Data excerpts
++++++++++

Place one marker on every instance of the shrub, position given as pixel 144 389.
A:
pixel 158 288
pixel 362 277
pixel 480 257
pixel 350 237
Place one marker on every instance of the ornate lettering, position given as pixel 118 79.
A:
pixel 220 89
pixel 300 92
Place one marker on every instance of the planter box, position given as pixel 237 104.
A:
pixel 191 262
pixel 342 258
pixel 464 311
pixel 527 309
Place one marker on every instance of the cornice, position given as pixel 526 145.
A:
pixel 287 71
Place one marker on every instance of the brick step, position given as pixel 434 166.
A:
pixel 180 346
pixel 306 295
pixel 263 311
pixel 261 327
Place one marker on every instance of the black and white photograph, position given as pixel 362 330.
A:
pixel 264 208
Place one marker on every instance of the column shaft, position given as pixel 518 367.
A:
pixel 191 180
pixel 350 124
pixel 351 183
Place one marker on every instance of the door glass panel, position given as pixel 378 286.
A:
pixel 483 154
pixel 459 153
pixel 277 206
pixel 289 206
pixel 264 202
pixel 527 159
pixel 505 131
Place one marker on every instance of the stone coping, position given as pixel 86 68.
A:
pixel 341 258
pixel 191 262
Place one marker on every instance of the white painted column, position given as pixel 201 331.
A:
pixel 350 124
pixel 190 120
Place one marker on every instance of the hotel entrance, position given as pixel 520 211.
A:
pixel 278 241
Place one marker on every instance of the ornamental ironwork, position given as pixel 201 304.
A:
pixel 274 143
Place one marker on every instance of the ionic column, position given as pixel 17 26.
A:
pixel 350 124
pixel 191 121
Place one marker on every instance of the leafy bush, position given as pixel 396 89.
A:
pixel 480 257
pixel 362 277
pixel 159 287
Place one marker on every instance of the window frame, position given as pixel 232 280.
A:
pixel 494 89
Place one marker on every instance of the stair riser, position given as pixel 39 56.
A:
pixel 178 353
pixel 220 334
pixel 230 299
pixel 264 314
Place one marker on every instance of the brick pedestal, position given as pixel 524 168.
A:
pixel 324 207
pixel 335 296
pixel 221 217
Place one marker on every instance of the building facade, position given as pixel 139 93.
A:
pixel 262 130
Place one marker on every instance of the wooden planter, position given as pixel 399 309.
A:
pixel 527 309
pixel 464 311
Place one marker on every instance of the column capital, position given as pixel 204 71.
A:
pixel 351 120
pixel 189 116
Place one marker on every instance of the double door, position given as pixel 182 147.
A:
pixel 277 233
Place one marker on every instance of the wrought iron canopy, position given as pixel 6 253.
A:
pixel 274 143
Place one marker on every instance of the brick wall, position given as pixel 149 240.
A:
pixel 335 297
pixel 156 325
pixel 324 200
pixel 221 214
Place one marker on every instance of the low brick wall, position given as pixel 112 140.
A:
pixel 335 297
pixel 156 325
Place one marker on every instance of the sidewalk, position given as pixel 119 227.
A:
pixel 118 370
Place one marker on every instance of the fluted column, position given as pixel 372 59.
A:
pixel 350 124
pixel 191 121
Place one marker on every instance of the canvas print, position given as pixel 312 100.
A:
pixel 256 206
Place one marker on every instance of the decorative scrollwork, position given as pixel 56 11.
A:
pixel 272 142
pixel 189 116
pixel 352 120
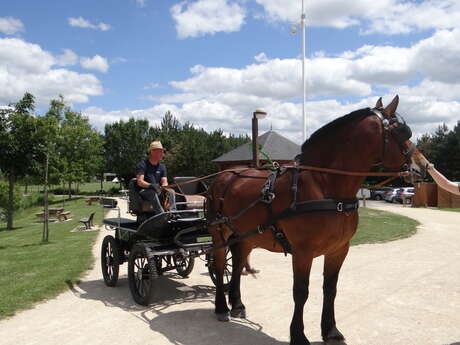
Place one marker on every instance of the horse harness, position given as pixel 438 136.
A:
pixel 398 129
pixel 295 209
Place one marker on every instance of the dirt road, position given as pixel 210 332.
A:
pixel 405 292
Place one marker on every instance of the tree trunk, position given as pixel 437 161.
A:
pixel 11 179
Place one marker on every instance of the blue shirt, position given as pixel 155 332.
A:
pixel 152 173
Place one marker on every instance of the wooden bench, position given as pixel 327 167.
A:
pixel 88 221
pixel 109 203
pixel 64 216
pixel 93 199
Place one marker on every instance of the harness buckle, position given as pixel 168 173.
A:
pixel 340 207
pixel 268 197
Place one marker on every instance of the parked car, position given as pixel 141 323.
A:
pixel 379 193
pixel 406 194
pixel 390 196
pixel 363 193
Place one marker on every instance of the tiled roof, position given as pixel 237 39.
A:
pixel 275 145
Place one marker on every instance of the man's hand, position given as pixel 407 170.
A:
pixel 155 187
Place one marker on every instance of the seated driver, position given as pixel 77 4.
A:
pixel 151 174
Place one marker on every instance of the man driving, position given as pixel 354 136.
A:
pixel 151 176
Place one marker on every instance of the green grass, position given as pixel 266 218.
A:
pixel 31 271
pixel 379 226
pixel 88 187
pixel 450 209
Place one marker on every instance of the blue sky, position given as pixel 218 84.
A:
pixel 213 62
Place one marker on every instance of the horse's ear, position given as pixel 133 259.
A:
pixel 391 108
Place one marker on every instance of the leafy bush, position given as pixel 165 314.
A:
pixel 35 199
pixel 4 196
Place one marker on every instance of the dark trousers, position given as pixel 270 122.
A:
pixel 152 196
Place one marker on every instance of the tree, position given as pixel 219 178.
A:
pixel 22 144
pixel 78 148
pixel 443 149
pixel 125 145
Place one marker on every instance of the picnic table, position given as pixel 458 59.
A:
pixel 54 213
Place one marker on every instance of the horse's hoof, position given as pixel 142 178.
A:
pixel 334 337
pixel 300 341
pixel 224 317
pixel 238 313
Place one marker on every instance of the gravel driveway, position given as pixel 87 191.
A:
pixel 405 292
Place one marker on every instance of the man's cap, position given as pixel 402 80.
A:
pixel 156 145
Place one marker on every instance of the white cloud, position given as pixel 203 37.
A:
pixel 262 57
pixel 81 22
pixel 140 3
pixel 207 17
pixel 10 26
pixel 151 86
pixel 26 67
pixel 96 63
pixel 214 97
pixel 276 78
pixel 118 60
pixel 69 58
pixel 384 16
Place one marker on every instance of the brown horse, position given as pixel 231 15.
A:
pixel 354 142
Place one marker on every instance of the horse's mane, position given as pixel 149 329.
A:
pixel 330 128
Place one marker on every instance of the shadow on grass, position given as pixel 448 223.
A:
pixel 14 228
pixel 161 319
pixel 29 245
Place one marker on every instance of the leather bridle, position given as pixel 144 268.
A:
pixel 400 131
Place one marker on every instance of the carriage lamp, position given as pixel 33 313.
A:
pixel 258 114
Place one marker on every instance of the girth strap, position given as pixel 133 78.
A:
pixel 318 206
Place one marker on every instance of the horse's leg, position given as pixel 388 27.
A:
pixel 332 264
pixel 221 308
pixel 301 264
pixel 240 252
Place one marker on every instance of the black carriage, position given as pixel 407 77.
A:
pixel 153 244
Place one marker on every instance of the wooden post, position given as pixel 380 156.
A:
pixel 255 146
pixel 45 221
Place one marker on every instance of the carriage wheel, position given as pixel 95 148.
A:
pixel 110 260
pixel 227 269
pixel 184 264
pixel 142 273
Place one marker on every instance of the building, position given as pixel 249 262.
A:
pixel 274 145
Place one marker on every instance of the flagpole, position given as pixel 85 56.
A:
pixel 304 115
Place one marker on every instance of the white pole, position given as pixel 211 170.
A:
pixel 304 116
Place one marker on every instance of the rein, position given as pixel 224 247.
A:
pixel 299 167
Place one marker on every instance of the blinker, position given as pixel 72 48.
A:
pixel 401 132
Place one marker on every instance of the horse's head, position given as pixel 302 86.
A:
pixel 398 151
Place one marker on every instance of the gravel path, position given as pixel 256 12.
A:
pixel 405 292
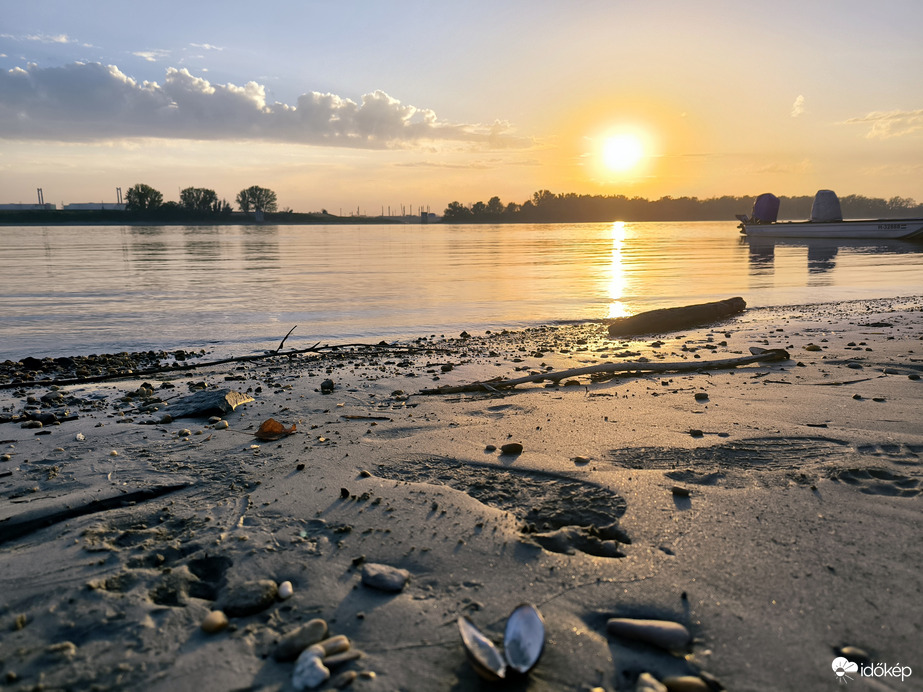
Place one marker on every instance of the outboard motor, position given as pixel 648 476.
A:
pixel 766 208
pixel 826 207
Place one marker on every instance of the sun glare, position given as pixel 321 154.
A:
pixel 621 153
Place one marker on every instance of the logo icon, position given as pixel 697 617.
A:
pixel 842 666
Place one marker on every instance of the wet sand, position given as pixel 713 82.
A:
pixel 776 515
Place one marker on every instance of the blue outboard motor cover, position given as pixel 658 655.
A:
pixel 826 207
pixel 766 208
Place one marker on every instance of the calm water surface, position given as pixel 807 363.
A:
pixel 94 289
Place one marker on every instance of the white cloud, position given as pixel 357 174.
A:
pixel 151 55
pixel 884 125
pixel 95 102
pixel 44 38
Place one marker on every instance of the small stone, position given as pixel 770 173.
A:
pixel 310 672
pixel 648 683
pixel 249 598
pixel 384 577
pixel 686 683
pixel 214 622
pixel 663 633
pixel 293 643
pixel 344 679
pixel 855 654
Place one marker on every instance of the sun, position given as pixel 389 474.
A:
pixel 621 153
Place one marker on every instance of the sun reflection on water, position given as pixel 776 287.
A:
pixel 617 279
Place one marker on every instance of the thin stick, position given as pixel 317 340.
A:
pixel 767 355
pixel 285 337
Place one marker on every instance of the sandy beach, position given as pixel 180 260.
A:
pixel 772 509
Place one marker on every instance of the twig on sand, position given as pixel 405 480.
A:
pixel 286 336
pixel 759 356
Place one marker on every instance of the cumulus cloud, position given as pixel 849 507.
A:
pixel 887 124
pixel 151 55
pixel 95 102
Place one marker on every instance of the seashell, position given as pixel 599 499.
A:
pixel 483 655
pixel 523 642
pixel 524 638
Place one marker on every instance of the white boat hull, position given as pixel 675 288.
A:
pixel 880 229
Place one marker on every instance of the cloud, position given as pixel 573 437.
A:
pixel 151 55
pixel 44 38
pixel 96 102
pixel 884 125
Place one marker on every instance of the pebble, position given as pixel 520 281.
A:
pixel 855 654
pixel 686 683
pixel 663 633
pixel 249 598
pixel 293 643
pixel 310 671
pixel 344 679
pixel 648 683
pixel 215 621
pixel 384 577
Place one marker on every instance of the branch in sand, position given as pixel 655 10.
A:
pixel 672 319
pixel 759 356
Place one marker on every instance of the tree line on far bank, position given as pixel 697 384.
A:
pixel 197 202
pixel 548 207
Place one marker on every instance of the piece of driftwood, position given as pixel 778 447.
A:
pixel 673 319
pixel 208 402
pixel 379 348
pixel 759 355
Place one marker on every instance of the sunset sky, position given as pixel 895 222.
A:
pixel 373 104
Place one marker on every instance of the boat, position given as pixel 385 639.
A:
pixel 826 222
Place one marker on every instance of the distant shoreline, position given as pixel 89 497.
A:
pixel 121 218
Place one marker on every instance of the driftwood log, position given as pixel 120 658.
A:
pixel 759 355
pixel 672 319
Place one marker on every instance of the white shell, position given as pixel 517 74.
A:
pixel 523 642
pixel 524 638
pixel 484 657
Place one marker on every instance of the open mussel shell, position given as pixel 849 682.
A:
pixel 483 655
pixel 523 643
pixel 524 638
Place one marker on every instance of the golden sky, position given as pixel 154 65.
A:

++++++++++

**REQUIRED ACTION:**
Your answer should consist of the lines from the line with "pixel 33 313." to the line with "pixel 95 148." above, repeated exactly, both ends included.

**SOLUTION TO THIS TASK:**
Place one marker on every instance of the carriage lamp, position given as pixel 33 313.
A:
pixel 258 114
Place one marker on every instance of the girth strap, position given as pixel 133 78.
A:
pixel 318 206
Place one marker on every instance of the horse's leg, position given as pixel 388 27.
A:
pixel 332 264
pixel 221 308
pixel 301 264
pixel 240 252
Place one marker on every instance of the black carriage, position given as pixel 407 77.
A:
pixel 153 244
Place one marker on every instance of the wooden post, position given as pixel 380 156.
A:
pixel 255 146
pixel 45 221
Place one marker on every instance of the carriage wheel, position given as pixel 95 148.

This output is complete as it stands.